Your objective:
Transcribe only the part of the listing below that begins at the line containing "Would you mind marking the dark blue" and runs to its final line, keeping both ends.

Data entries:

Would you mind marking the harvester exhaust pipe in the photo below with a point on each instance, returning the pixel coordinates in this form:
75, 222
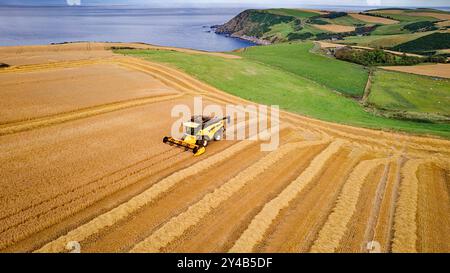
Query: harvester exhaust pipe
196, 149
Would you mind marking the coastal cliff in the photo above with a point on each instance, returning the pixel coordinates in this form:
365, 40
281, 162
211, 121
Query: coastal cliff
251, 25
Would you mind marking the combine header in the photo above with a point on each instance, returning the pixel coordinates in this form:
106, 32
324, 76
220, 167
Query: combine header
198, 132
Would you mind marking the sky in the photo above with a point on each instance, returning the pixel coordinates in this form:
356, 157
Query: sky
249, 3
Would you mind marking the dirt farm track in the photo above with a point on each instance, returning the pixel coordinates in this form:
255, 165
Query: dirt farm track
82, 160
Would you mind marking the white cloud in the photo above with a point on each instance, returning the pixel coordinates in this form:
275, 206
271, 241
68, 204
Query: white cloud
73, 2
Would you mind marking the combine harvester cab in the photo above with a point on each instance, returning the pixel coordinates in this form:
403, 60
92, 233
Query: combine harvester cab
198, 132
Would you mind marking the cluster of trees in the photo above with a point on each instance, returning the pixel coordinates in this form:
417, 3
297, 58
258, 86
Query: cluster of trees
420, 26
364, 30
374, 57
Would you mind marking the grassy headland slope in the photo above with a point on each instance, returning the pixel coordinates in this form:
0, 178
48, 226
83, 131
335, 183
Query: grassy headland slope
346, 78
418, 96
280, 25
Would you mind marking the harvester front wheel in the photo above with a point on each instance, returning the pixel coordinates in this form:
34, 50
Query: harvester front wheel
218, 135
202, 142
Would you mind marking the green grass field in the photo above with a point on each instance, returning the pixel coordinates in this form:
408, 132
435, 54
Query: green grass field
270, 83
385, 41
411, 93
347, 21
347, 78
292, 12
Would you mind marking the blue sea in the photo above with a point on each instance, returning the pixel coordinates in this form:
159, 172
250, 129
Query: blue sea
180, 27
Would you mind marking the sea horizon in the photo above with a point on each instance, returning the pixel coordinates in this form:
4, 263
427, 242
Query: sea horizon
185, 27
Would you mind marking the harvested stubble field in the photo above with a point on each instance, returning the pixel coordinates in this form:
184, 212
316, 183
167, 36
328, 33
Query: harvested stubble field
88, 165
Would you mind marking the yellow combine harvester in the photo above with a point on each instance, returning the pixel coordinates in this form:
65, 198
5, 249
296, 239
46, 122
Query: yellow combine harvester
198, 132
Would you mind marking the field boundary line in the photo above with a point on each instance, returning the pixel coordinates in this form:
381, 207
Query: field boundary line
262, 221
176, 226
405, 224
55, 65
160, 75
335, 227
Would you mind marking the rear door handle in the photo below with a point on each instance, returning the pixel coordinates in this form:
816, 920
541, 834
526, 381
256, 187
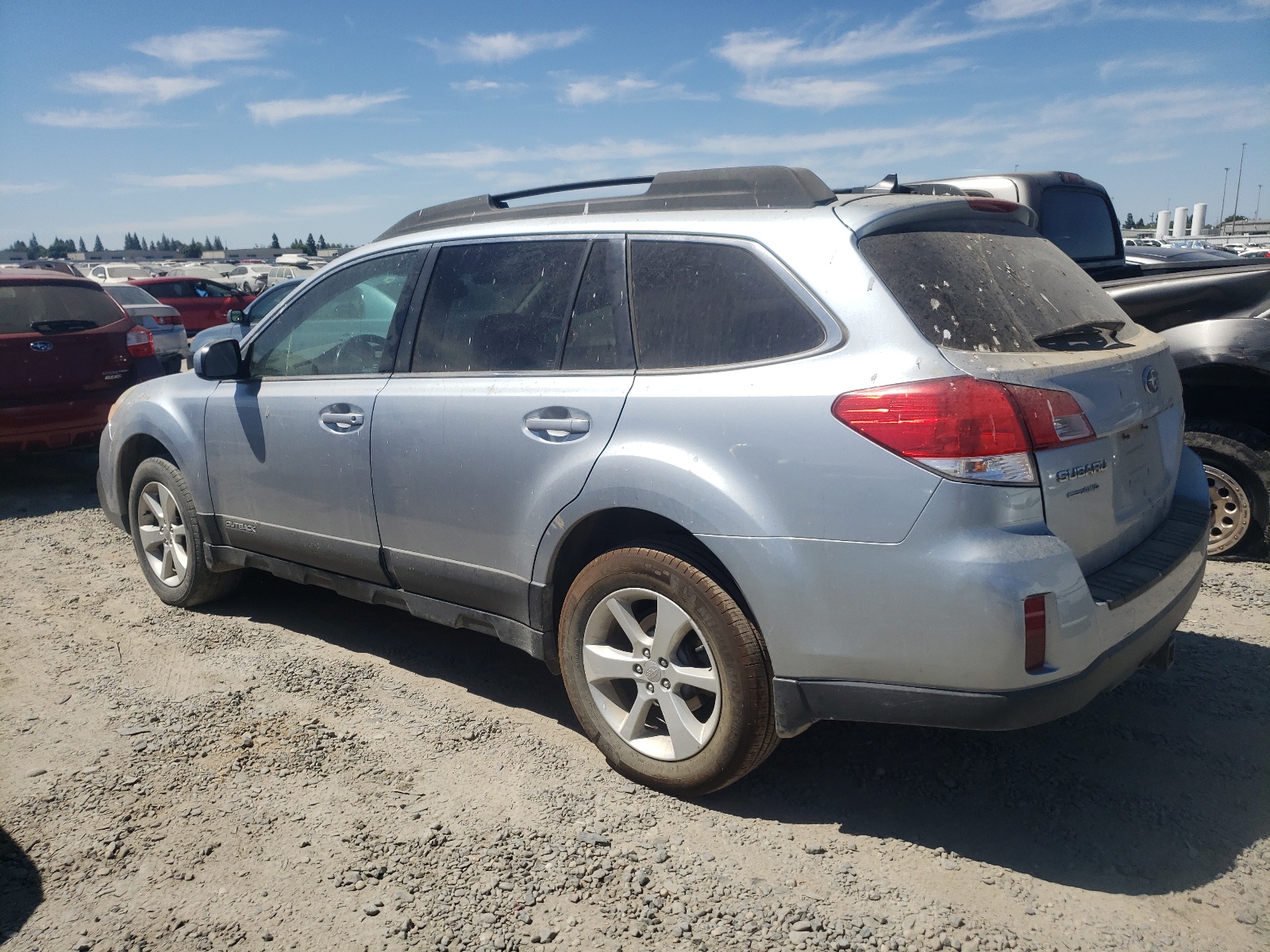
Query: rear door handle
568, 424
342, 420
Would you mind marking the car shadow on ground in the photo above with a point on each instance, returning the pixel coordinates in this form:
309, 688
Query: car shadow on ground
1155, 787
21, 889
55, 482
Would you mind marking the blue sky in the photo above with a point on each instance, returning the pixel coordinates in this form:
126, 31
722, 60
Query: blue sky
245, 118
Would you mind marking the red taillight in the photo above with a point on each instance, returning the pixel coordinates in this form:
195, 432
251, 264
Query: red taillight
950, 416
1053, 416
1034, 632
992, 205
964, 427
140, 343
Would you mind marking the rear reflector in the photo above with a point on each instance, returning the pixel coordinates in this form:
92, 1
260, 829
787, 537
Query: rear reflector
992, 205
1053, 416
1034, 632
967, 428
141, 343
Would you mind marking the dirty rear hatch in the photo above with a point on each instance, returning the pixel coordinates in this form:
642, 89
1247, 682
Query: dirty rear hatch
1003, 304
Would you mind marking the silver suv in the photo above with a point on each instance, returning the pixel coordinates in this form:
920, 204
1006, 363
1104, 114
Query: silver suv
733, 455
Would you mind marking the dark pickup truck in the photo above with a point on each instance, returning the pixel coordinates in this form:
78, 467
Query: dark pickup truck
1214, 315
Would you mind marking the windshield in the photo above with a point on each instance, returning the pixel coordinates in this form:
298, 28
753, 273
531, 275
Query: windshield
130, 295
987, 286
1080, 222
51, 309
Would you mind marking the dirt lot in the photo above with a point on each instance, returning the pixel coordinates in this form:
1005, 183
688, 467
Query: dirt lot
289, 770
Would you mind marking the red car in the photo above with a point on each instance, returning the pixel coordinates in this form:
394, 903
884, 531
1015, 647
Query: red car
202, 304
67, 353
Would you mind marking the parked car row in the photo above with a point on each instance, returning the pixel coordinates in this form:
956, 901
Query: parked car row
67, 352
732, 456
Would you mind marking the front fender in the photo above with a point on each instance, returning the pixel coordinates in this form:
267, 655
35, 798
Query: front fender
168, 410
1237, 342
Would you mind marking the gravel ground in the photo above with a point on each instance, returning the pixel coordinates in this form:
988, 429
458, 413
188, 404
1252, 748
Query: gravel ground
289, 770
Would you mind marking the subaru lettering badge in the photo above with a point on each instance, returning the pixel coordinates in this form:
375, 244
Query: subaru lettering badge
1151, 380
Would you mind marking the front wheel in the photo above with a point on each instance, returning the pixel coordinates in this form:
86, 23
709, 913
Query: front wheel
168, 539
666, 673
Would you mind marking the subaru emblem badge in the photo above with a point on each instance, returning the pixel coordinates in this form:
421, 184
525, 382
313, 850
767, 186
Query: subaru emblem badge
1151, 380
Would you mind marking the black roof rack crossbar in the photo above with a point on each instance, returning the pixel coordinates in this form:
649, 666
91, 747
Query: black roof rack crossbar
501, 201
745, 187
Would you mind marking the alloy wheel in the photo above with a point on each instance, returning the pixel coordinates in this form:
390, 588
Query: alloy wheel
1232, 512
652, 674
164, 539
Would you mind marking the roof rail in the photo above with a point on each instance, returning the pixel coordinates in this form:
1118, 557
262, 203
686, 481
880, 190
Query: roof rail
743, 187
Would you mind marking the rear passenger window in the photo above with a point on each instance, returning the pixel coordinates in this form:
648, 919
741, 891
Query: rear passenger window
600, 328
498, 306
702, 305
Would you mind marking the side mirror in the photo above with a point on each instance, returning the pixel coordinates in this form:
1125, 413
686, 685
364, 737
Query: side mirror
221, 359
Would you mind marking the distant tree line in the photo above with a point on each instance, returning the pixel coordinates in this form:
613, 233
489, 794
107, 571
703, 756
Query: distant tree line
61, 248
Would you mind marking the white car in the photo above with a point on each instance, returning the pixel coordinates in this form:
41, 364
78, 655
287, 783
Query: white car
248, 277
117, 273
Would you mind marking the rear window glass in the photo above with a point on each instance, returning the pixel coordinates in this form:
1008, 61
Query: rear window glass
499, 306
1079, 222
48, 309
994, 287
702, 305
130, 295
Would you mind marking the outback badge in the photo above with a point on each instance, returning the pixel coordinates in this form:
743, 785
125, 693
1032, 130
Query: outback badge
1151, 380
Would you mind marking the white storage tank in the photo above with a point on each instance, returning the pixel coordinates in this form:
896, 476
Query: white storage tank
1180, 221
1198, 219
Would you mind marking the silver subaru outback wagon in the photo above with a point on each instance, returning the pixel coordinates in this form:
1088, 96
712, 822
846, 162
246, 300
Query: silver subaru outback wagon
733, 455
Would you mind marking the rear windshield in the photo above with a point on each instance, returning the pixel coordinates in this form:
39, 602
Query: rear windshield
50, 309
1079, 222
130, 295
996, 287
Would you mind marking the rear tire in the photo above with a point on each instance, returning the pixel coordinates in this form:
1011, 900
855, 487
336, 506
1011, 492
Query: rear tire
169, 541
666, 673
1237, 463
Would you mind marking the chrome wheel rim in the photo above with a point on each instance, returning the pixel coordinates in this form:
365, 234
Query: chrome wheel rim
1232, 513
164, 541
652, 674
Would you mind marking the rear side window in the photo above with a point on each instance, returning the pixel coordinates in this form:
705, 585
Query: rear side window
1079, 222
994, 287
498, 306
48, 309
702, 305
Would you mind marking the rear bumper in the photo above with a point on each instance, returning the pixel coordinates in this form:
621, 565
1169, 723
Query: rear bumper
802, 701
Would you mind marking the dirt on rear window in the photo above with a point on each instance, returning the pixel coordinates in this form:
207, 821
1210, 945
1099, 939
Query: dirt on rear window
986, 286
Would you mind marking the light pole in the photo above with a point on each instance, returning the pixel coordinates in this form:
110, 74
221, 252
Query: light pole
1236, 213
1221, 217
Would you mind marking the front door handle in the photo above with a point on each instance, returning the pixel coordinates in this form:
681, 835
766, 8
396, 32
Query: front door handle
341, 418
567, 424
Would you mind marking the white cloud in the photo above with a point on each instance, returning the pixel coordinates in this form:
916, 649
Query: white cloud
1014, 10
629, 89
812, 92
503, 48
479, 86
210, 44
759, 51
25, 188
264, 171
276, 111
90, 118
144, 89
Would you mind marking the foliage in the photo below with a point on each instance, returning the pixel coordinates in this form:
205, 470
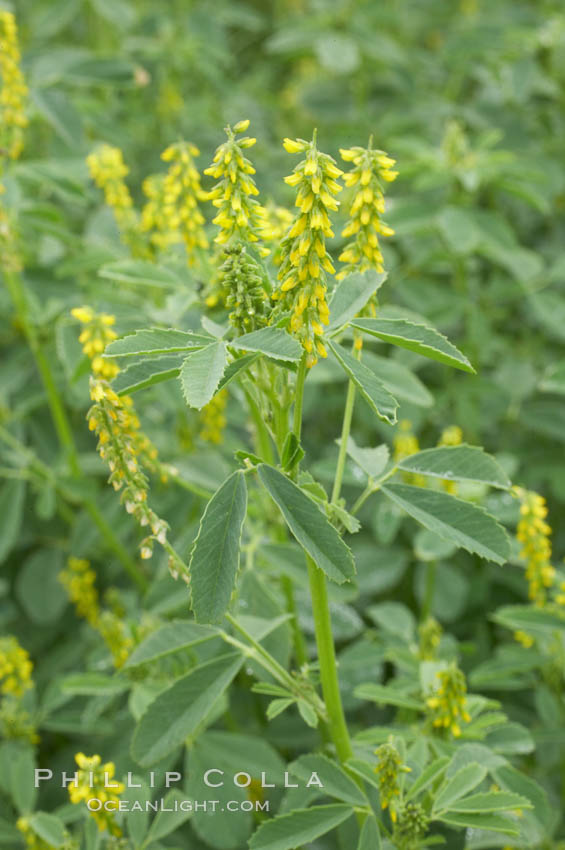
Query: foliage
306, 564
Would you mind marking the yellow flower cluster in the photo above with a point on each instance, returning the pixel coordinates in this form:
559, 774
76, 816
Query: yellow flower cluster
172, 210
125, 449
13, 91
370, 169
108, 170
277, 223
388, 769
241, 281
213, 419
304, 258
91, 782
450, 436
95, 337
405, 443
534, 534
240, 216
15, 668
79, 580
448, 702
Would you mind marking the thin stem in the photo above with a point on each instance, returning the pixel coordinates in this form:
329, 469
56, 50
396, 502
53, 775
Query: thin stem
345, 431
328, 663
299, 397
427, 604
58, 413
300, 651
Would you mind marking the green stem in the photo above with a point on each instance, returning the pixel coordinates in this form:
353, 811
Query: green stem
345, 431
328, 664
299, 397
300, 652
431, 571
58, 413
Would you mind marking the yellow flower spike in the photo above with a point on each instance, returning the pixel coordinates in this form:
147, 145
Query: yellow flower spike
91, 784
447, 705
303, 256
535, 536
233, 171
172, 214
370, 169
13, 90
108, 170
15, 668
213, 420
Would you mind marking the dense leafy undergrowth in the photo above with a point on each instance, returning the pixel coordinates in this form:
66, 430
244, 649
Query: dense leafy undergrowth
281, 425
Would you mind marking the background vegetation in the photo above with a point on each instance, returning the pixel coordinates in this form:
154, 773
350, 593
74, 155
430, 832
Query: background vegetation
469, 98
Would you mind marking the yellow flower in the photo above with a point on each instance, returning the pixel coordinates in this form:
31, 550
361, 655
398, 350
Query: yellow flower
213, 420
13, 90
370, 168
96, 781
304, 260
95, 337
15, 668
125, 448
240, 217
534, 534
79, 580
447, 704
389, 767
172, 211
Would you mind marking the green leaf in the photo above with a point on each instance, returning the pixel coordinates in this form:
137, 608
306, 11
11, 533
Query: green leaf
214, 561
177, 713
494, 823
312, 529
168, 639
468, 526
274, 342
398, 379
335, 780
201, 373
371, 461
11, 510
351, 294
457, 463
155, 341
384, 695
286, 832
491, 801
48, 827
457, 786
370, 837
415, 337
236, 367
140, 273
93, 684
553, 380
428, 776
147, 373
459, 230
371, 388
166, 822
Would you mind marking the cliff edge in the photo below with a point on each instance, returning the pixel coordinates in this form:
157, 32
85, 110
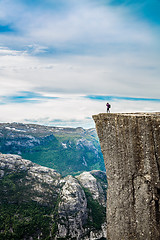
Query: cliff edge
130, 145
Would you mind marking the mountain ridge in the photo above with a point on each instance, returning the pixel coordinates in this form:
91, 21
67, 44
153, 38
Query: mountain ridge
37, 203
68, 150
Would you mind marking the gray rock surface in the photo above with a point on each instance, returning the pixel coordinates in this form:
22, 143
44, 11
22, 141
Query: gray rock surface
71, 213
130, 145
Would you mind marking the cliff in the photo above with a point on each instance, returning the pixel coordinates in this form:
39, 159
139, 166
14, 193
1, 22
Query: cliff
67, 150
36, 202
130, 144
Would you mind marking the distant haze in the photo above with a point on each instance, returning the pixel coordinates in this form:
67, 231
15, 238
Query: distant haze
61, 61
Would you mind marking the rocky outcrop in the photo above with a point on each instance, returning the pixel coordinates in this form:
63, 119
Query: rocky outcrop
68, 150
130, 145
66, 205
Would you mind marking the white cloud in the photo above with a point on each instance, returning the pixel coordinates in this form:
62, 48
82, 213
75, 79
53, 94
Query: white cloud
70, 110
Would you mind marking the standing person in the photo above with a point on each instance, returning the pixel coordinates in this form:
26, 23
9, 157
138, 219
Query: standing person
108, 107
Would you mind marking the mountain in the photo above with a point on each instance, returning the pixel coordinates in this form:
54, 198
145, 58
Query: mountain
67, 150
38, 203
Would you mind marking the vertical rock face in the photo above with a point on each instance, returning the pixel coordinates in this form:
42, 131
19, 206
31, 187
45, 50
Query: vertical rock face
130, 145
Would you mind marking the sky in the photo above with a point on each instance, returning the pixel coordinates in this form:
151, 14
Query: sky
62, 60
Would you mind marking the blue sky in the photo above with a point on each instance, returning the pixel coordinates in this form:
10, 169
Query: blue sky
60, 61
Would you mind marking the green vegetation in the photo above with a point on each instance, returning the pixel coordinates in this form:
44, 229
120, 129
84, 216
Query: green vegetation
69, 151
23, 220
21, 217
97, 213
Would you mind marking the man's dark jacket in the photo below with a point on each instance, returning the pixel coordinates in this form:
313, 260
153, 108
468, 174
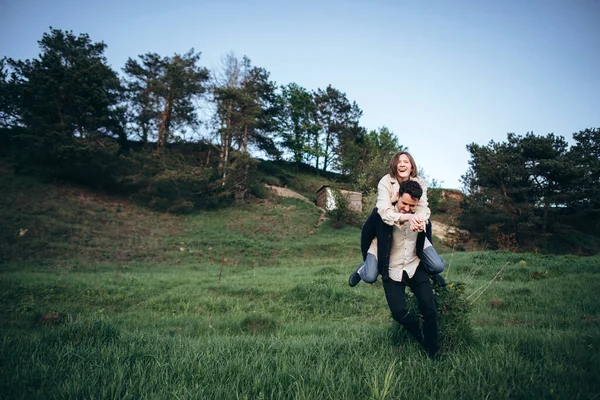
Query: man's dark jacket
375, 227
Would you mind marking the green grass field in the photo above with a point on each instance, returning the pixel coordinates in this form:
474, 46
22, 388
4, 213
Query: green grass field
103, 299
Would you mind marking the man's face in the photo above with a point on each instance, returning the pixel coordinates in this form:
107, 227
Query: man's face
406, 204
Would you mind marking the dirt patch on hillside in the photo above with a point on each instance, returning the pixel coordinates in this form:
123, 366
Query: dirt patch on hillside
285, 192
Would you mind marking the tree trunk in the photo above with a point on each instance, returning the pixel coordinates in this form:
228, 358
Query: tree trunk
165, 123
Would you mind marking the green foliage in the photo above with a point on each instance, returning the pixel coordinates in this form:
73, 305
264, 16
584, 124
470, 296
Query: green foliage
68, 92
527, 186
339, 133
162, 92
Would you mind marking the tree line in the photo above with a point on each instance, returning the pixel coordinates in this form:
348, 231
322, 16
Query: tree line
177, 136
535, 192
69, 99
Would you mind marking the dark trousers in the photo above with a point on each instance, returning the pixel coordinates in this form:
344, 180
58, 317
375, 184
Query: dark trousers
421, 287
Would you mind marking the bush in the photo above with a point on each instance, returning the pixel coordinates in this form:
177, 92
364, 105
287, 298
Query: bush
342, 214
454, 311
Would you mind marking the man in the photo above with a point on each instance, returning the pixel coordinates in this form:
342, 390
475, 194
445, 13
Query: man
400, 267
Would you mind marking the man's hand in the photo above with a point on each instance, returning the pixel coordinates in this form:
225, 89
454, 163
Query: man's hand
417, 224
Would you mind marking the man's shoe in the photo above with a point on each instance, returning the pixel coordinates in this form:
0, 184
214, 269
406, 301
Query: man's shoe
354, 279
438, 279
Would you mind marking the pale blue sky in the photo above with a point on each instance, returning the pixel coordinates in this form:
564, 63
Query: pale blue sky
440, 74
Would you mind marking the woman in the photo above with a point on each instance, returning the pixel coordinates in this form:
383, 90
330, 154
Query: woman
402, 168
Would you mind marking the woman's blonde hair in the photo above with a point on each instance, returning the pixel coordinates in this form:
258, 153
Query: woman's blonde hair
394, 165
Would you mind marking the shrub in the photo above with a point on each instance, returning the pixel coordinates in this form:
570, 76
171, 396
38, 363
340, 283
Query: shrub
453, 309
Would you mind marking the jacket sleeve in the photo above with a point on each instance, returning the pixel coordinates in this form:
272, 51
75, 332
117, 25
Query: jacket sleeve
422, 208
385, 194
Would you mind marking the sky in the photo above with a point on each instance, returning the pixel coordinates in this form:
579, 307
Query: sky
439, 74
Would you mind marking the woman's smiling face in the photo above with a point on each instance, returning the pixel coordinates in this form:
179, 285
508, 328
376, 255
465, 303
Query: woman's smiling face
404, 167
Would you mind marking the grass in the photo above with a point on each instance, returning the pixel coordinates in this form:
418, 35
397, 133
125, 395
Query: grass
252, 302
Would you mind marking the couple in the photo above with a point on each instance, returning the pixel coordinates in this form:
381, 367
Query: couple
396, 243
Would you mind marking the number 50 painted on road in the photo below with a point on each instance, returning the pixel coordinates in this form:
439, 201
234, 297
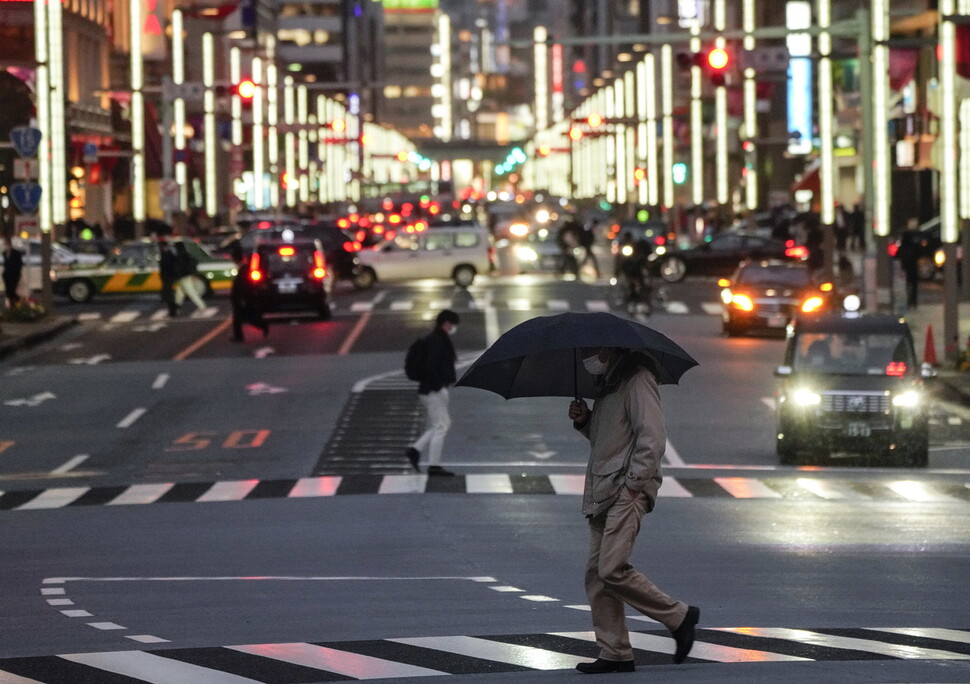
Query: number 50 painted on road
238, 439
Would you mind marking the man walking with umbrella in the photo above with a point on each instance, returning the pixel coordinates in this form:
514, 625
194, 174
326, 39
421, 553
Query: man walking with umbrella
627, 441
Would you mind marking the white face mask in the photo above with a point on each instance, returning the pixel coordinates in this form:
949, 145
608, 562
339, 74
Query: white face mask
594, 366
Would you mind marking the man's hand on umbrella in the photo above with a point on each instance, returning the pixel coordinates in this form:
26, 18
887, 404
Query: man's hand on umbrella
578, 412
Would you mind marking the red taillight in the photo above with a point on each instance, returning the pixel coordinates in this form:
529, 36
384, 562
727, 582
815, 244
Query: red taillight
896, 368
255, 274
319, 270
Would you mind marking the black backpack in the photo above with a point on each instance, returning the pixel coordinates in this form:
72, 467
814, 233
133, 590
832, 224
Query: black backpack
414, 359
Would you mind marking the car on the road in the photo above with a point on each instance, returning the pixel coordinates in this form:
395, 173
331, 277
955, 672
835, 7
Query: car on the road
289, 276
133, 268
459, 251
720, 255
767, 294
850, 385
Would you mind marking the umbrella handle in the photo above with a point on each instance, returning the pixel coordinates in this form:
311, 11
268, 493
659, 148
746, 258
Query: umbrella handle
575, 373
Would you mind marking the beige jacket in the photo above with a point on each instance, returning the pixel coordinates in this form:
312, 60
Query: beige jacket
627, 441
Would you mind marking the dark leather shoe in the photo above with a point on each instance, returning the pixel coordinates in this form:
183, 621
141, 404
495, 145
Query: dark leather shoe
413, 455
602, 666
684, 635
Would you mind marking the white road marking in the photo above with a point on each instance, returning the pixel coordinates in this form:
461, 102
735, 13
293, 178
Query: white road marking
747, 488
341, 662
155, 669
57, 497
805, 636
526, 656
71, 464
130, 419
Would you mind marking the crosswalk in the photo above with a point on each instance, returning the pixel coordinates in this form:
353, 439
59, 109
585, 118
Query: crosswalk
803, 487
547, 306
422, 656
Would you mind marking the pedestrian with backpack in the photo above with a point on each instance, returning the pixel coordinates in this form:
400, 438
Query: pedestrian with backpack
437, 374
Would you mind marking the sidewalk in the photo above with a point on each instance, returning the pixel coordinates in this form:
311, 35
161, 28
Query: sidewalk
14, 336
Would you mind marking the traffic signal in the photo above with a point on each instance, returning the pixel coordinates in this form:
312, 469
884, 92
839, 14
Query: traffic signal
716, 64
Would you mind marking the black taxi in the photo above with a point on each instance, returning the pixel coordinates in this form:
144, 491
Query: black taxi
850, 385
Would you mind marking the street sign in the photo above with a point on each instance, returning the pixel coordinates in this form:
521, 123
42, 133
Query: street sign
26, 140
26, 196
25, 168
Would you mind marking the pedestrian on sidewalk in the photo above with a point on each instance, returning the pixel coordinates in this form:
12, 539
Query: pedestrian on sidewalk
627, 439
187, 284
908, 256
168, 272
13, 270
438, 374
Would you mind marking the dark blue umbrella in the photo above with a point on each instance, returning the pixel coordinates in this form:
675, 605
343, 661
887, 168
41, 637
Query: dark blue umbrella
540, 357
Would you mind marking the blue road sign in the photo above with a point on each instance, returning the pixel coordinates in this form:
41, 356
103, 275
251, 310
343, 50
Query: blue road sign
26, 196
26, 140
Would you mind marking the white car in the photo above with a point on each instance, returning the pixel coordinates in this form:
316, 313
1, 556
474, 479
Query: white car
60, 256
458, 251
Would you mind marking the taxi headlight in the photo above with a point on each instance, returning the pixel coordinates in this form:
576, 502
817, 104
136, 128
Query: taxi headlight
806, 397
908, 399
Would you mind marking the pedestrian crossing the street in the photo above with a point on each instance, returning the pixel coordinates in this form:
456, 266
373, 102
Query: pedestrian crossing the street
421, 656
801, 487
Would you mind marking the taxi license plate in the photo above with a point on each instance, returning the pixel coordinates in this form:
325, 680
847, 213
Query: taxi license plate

Answer:
Would you mind marking the dark blue umbrella in the photo above with a point on each instance, returning the pixel coordinates in this form:
675, 605
343, 661
887, 168
41, 637
Query: dark blue umbrella
540, 357
Would you mind marking the blue road sign in the photo above with a point on each instance, returning the pixel coordinates in this form:
41, 356
103, 275
251, 310
343, 50
Query: blue road sign
26, 196
26, 140
Would you mind marking the white car in the photo above with a point on each instance, returning the pixel coordinates in this form:
316, 313
1, 556
474, 479
Query: white car
60, 256
458, 251
Would you mind marking the taxi headlight in the photo above with a point on each instance, returning the pixel coordinates in this form:
576, 502
817, 104
136, 128
Query: taxi headlight
806, 397
908, 399
Would you mind marking the pedestrian crossing the street in the photo above with a point on each instance, returning the pixel coordinates in this form:
456, 266
373, 102
Query: pedestrian crossing the street
421, 656
801, 487
Would you mind marking the taxi license plate in the photo above with a point on each instance, returning the pixel coordinates in this form:
325, 680
847, 213
Query: taxi license plate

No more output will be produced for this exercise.